What this task involves -
Search the data for the string "control", and report each line where it is found.

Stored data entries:

—————

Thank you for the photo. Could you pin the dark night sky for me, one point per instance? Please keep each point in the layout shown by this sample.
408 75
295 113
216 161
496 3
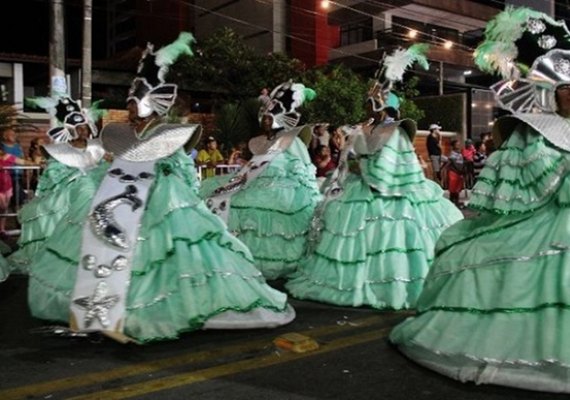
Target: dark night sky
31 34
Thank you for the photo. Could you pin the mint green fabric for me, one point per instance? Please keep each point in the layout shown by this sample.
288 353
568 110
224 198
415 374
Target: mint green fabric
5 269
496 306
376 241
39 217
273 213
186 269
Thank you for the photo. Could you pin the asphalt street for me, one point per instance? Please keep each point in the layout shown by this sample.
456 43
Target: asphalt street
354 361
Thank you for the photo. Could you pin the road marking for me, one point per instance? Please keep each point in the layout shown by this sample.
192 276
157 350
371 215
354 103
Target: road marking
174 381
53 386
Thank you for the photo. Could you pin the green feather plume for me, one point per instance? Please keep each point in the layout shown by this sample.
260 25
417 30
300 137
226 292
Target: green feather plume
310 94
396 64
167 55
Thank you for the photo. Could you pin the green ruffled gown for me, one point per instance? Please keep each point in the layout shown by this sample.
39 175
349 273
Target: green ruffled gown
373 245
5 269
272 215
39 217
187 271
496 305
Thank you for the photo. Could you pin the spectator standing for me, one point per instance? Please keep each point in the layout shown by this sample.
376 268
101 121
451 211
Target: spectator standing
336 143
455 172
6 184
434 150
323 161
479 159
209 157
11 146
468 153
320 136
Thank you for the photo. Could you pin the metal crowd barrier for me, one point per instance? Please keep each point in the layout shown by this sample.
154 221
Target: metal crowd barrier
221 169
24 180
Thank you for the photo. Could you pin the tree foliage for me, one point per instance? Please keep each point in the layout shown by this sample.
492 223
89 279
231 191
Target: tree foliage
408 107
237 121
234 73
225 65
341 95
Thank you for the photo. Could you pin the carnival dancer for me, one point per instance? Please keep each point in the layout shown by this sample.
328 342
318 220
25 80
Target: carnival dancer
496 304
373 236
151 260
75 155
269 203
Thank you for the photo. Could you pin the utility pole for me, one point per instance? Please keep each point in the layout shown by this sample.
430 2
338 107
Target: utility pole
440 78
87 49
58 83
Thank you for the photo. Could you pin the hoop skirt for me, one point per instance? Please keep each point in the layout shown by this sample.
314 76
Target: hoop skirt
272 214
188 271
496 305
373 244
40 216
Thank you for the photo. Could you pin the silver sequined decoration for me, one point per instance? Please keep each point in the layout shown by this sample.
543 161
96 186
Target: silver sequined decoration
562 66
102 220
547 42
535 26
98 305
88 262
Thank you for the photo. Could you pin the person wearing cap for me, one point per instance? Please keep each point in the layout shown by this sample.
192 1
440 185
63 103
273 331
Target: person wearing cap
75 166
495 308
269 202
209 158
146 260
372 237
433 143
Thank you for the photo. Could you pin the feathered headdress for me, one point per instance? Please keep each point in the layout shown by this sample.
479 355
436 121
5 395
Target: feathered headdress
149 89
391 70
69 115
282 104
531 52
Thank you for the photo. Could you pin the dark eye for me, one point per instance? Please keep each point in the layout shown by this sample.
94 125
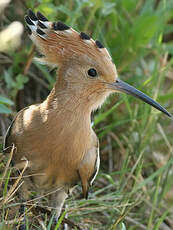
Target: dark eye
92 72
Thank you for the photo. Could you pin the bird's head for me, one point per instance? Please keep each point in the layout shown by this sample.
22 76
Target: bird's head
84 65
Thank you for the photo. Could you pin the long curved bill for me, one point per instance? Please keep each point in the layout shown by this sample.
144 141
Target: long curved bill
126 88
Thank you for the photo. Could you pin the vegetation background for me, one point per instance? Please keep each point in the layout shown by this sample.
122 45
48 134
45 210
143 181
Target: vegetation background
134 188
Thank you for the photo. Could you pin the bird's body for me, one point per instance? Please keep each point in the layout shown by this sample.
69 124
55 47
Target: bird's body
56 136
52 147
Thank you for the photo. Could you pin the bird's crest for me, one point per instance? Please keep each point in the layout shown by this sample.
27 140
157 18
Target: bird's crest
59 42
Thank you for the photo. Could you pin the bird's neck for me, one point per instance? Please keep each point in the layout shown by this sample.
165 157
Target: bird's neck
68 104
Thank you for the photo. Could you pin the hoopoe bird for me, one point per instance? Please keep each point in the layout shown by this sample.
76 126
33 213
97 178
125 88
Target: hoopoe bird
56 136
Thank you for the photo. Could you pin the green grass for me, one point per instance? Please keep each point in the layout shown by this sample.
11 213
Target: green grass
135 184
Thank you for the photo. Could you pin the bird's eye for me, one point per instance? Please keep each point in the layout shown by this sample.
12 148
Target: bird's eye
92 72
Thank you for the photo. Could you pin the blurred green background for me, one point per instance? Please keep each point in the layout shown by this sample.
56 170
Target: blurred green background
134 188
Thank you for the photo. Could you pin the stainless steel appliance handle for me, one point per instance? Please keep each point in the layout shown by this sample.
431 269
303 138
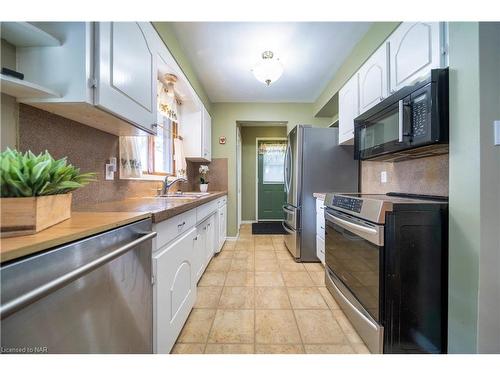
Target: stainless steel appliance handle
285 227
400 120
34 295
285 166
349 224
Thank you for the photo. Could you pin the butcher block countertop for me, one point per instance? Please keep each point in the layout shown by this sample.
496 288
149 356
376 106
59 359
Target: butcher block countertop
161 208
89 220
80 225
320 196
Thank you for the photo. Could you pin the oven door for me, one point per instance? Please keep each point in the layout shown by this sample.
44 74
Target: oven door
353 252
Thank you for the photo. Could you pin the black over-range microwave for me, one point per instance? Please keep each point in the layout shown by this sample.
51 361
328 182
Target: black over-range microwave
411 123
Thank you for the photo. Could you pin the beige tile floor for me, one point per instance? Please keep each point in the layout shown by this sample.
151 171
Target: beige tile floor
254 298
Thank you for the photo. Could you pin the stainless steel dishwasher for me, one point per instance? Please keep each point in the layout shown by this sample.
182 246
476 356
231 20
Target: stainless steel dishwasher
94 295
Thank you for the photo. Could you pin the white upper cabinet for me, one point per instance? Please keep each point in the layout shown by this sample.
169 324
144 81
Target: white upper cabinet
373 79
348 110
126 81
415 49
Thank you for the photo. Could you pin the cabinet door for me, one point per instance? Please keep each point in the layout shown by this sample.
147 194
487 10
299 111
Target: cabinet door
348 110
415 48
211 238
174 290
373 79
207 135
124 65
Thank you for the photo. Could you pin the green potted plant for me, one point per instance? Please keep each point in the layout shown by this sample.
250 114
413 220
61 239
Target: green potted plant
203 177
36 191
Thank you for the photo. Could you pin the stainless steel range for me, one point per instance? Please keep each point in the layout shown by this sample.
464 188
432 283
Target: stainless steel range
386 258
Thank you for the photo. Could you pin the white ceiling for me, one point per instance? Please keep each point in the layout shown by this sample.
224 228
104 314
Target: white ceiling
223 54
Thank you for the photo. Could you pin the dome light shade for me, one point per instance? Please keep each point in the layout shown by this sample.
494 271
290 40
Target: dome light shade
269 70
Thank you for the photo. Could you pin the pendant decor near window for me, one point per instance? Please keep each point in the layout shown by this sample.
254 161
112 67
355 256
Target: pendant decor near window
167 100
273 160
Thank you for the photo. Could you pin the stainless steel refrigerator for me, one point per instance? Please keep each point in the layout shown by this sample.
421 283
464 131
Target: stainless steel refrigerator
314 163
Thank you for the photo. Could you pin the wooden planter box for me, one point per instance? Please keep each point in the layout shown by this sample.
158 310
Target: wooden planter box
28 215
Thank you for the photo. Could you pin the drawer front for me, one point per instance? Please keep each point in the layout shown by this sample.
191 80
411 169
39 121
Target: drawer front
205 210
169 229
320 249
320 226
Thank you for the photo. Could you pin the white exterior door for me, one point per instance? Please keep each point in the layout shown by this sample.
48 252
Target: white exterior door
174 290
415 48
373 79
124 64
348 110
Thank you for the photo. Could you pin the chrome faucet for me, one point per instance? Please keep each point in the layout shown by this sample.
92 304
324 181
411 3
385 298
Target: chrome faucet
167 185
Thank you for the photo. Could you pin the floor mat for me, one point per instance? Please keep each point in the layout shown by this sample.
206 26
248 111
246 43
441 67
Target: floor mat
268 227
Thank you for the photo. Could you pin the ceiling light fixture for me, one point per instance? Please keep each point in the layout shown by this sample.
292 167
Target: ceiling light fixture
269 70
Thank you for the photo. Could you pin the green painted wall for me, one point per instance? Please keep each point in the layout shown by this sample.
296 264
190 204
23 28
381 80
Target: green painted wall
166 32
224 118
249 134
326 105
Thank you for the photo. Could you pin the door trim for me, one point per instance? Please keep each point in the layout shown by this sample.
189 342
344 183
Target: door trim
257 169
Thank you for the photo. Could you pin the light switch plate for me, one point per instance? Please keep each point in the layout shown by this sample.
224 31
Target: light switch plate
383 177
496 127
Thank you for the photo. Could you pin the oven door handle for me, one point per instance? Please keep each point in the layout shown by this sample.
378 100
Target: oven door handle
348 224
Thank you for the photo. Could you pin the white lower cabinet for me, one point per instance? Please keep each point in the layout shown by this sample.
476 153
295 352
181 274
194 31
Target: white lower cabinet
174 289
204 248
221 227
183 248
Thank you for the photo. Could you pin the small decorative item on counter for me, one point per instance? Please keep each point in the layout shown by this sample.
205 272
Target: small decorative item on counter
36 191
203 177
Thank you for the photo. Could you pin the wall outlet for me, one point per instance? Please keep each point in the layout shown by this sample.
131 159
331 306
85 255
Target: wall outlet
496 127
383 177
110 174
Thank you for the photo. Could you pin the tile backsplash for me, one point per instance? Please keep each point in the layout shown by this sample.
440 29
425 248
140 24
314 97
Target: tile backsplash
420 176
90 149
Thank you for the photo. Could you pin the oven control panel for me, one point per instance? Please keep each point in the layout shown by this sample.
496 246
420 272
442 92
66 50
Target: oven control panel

—————

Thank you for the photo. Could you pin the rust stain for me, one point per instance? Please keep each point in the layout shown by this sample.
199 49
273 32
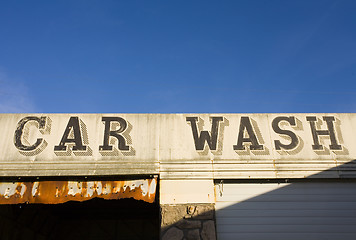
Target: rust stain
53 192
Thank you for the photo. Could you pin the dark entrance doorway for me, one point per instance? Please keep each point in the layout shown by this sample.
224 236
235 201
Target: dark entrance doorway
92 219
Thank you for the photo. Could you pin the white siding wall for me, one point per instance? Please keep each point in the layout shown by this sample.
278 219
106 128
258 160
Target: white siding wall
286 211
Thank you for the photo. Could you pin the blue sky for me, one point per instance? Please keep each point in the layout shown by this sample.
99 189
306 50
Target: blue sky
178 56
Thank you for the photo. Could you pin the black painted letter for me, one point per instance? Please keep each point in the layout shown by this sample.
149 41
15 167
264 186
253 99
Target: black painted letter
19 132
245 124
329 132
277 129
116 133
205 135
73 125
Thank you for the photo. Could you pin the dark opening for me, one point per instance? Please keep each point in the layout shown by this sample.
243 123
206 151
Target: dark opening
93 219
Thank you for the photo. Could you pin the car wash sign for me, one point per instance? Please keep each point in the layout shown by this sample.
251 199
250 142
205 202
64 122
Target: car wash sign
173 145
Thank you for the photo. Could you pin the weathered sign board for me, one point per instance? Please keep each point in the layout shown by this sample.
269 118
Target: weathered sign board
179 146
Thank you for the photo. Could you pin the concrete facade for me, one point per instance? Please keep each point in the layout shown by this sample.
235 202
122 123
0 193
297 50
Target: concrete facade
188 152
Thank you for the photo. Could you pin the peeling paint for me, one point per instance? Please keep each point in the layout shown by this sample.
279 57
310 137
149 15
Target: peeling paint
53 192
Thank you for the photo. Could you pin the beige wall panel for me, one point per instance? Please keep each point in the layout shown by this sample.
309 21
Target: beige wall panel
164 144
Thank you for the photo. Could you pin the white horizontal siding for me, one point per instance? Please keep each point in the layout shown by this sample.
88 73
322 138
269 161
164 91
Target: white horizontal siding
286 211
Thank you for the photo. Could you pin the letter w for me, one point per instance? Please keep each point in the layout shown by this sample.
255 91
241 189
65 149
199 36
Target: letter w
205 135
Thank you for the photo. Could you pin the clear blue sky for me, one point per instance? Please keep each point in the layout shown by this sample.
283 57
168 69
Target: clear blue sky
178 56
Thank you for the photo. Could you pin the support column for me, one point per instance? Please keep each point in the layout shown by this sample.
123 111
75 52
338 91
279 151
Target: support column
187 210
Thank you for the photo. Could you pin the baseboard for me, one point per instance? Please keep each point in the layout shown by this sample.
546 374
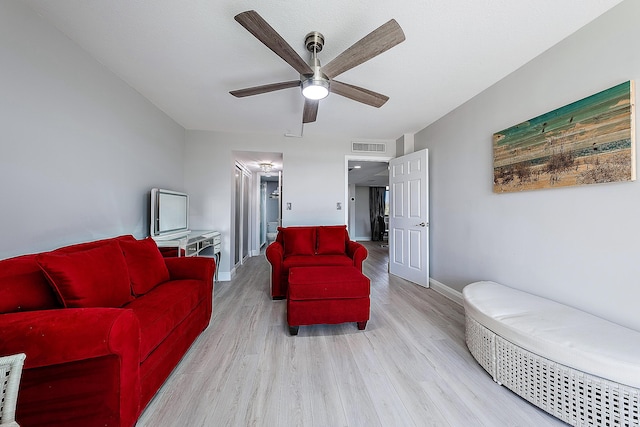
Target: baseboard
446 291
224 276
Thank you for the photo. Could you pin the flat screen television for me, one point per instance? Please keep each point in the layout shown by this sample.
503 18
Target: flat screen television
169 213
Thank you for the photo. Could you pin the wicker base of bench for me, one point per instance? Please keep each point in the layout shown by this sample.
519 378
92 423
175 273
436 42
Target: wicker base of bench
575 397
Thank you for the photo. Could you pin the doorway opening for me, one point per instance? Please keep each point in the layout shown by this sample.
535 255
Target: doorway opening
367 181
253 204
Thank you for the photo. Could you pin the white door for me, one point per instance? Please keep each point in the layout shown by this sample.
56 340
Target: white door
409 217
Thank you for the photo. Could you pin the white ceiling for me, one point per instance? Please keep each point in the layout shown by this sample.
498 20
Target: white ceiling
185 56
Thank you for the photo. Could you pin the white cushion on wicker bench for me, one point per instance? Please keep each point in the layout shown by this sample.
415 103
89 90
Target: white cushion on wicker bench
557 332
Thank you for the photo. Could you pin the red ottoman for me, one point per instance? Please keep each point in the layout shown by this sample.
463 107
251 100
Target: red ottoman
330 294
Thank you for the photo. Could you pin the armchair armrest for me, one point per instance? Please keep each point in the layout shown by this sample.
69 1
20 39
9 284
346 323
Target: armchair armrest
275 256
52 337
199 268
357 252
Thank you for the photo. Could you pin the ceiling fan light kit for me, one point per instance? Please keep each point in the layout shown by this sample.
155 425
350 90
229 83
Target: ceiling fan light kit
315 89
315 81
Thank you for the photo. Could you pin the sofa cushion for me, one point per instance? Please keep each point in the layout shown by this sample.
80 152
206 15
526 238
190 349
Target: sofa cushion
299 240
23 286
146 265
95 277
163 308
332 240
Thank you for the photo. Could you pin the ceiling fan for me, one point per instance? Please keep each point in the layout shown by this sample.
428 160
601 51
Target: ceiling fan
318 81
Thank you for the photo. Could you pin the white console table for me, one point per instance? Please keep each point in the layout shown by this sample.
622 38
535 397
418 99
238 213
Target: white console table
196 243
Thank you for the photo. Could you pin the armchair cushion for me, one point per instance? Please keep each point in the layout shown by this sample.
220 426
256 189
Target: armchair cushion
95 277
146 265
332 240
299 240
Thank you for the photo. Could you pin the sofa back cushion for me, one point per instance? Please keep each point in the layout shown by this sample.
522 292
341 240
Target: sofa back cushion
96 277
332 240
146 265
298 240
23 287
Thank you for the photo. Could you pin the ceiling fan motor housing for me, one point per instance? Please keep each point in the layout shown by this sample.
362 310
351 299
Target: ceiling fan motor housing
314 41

—————

Answer space -
Thank you for the photo. Could you pin the oven control panel for me, one point per instance? Please keep each point in the layout shown by this sample.
Target: oven control panel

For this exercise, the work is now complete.